━━━ Page extract ━━━

Question

The value of  ∬R (x-y)^2 dx dy where R is the parallelogram with vertices (0,0), (1,1),(2,0), (1,-1) when solved using change of variables is given by____

(a) 16/3

(b) 8/3

(c) 4/3

(d) 0

The question was asked in examination.

My question is based upon Change of Variables In a Double Integral topic in section Multiple Integrals of Engineering Mathematics

Answer 1

Right answer is (b) 8/3

To explain I would say: W.K.T from change of variables principle

\(\int\int_R f(x,y)\,dx \,dy = \int\int_S f(g(u,v),h(u,v)) \frac{∂(x,y)}{∂(u,v)} \,du \,dv …..(1)\)

From the above diagram in the region R the equations are given by

x-y=0, x-y=2, x+y=0, x+y=2 from this we can observe that change of

variables is u=x-y, v=x+y solving we get \(x=\frac{u+v}{2}, y=\frac{v-u}{2}\)

\(\frac{∂(x,y)}{∂(u,v)} = \begin{vmatrix}

\frac{∂x}{∂u}&\frac{∂x}{∂v}\\

\frac{∂y}{∂u}&\frac{∂y}{∂v}\\

\end{vmatrix} = \begin{vmatrix}

0.5 &0.5\\

-0.5&0.5\\

\end{vmatrix} = 0.5\)

The region S in the (u,v) is the square 0<u<2,0<v<2. Since x-y=u integral

becomes \(\int_0^2 \int_0^2 0.5u^2 \,du \,dv\)……from(1)

\(=\int_0^2 \Big[\frac{u^3}{6}\Big]_0^2 \,dv  = \int_0^2 \frac{4}{3} dv = \frac{8}{3}.\)

━━━ Entries provided ━━━

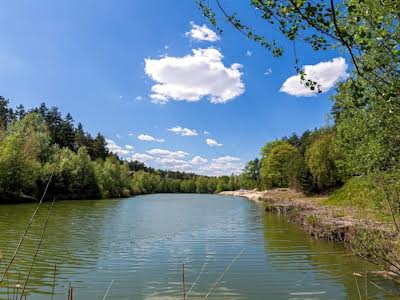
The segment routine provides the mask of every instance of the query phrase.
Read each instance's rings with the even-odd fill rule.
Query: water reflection
[[[6,258],[33,210],[31,204],[0,207],[0,249]],[[19,273],[25,278],[45,216],[43,209],[15,261],[10,285]],[[189,297],[203,299],[242,249],[209,299],[355,299],[351,274],[369,268],[343,247],[309,239],[241,198],[62,201],[55,204],[28,292],[31,299],[48,295],[57,263],[56,299],[66,299],[69,283],[75,299],[101,299],[112,280],[110,299],[178,299],[185,263],[187,290],[204,266]],[[3,286],[0,298],[6,295]]]

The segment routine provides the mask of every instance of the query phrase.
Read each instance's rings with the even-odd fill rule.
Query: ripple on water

━━━

**Problem set**
1: Using the double integral page, answer these:
(a) What are the vertices of the parallelogram R?
(b) Which change of variables does the answer use for u and v?
(c) What region S does the integral run over in the (u,v) plane?
2: Rewrite the part of the double integral page that begins at "The value of" and stops after "asked in examination.", with "parallelogram" changed to "quadrilateral".
The entries were taken from a separate source.

**Worked answers**
1:
(a) (0,0), (1,1), (2,0), (1,-1)
(b) u=x-y, v=x+y
(c) The square 0<u<2, 0<v<2

2:
The value of  ∬R (x-y)^2 dx dy where R is the quadrilateral with vertices (0,0), (1,1),(2,0), (1,-1) when solved using change of variables is given by____

(a) 16/3

(b) 8/3

(c) 4/3

(d) 0

The question was asked in examination.